Safoora’s trial

Her legal ordeal, stated reason for grant of bail, raise questions. Bail is not charity, it flows from constitutional principles.

By: Editorial | Published: June 25, 2020 3:05:25 am
coronavirus, covid 19, coronavirus lockdown, india lockdown, indian express The 27-year old’s more than two-month old ordeal — she was denied bail twice by sessions courts in Delhi — raises fundamental jurisprudential questions.

Appearing for the Delhi Police, on Tuesday, Solicitor General Tushar Mehta said he had no objection to the release of Jamia Millia Islamia student Safoora Zargar on “humanitarian grounds”. The 27-year old was arrested by the Delhi Police’s Special Cell in April and charged under the draconian UAPA for her alleged role in the communal violence in Northeast Delhi in February.

In her bail plea, Zargar had listed pregnancy as one of the grounds for seeking relief. Following the SG’s submission, the Delhi High Court granted her bail. But the 27-year old’s more than two-month old ordeal — she was denied bail twice by sessions courts in Delhi — raises fundamental jurisprudential questions. Why was the cardinal principle of criminal justice, “presumption of innocence until proven guilty” — enshrined in Article 11(1) of the Universal Declaration of Human Rights and invoked by the Indian judiciary in a number of cases — not applied in this case? Why should an accused be compelled to seek bail on humanitarian grounds? Doesn’t the right to life and liberty, guaranteed by Article 21 of the Constitution, offer protection against prolonged imprisonment to an undertrial?

The Code of Criminal Procedure does not define bail. But in Gurbaksh Singh Sibbia vs the State of Punjab (1980), the Supreme Court underlined, “The act of arrest directly affects freedom of movement of the person arrested by the police, and speaking generally, an order of bail gives back to the accused that freedom on condition that he will appear to take his trial”. The Court talked about Article 21 and added that “personal liberty of an accused or convict is fundamental, suffering eclipse only in terms of procedure established by law”. More recently, in 2018, in Dataram Singh vs State of Uttar Pradesh, the apex court held that “the grant of bail is the general rule and putting a person in jail is an exception”. Delivering the verdict, Justice Madan Lokur lamented: “Unfortunately, some of these basic principles appear to have been lost sight of with the result that more and more persons are being incarcerated and for longer periods.” He, too, invoked Article 21 and said that overcrowding of prisons affects the “dignity” of convicts.

========================================================================

Please rewrite the editorial on Safoora Zargar's bail, starting with "By: Editorial |" and going on through "Delhi in February.", changing "humanitarian grounds" to "compassionate grounds" throughout.

[EXTRACTED ENTRIES]:
========================================================================

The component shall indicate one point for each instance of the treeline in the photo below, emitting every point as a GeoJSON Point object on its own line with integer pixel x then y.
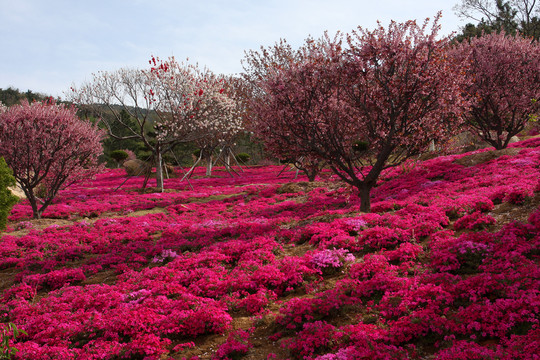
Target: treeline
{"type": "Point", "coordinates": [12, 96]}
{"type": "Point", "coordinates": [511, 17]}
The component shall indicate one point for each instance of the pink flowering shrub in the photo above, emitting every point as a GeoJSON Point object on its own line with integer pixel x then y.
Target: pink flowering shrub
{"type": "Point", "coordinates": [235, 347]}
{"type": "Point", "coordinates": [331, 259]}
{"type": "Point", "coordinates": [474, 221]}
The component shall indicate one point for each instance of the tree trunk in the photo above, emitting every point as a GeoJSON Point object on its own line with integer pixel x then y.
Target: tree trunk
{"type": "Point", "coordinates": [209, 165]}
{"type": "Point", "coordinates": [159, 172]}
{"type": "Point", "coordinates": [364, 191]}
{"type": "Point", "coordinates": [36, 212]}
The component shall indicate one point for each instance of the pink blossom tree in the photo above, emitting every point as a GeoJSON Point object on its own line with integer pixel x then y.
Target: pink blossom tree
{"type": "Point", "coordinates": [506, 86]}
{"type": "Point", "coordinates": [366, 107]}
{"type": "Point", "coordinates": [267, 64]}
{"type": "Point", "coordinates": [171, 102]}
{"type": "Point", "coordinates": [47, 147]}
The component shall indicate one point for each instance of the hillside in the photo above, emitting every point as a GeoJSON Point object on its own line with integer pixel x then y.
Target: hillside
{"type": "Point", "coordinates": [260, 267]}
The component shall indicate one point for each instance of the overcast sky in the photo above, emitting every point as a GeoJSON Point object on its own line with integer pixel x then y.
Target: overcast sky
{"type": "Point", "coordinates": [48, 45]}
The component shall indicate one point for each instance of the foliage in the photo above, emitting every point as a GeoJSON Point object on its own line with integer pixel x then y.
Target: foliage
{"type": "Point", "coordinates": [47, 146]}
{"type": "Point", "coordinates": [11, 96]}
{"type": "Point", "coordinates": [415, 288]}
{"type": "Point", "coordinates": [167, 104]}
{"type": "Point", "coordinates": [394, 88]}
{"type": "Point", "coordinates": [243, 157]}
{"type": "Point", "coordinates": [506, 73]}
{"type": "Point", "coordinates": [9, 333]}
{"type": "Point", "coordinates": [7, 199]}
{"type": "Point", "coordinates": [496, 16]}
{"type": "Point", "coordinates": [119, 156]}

========================================================================

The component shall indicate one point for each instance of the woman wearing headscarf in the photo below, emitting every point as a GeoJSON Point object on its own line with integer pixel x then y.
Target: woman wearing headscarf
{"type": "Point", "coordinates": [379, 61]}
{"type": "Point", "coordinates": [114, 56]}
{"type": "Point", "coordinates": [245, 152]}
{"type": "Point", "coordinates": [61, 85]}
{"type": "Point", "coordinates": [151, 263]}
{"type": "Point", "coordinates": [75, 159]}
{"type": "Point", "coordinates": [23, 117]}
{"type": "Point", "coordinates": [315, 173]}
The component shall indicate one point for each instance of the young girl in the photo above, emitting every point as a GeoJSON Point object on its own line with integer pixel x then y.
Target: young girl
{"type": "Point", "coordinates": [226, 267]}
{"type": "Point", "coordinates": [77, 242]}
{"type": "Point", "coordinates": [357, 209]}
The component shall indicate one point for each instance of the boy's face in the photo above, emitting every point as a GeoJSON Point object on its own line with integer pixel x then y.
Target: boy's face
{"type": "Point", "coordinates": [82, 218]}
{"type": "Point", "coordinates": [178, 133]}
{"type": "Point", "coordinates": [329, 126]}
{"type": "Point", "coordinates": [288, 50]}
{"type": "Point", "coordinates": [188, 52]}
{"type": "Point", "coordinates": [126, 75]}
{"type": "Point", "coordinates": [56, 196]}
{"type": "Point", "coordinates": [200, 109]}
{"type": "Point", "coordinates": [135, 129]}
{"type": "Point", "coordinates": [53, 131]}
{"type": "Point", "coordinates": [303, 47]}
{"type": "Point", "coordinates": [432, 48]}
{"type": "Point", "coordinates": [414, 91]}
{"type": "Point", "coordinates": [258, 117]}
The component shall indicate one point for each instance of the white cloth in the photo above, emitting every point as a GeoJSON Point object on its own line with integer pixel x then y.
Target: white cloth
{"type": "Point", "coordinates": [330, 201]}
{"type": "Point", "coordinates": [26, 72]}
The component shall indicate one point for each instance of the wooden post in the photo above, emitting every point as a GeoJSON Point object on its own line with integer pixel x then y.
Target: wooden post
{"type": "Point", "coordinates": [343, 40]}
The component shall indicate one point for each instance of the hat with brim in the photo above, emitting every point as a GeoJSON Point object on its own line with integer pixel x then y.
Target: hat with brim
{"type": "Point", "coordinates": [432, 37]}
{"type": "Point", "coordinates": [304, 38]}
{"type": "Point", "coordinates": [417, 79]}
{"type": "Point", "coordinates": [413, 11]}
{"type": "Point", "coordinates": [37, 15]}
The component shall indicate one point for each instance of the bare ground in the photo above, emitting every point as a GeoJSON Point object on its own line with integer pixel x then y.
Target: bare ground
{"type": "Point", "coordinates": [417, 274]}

========================================================================

[REPLY]:
By: Editorial | Published: June 25, 2020 3:05:25 am
coronavirus, covid 19, coronavirus lockdown, india lockdown, indian express The 27-year old’s more than two-month old ordeal — she was denied bail twice by sessions courts in Delhi — raises fundamental jurisprudential questions.

Appearing for the Delhi Police, on Tuesday, Solicitor General Tushar Mehta said he had no objection to the release of Jamia Millia Islamia student Safoora Zargar on “compassionate grounds”. The 27-year old was arrested by the Delhi Police’s Special Cell in April and charged under the draconian UAPA for her alleged role in the communal violence in Northeast Delhi in February.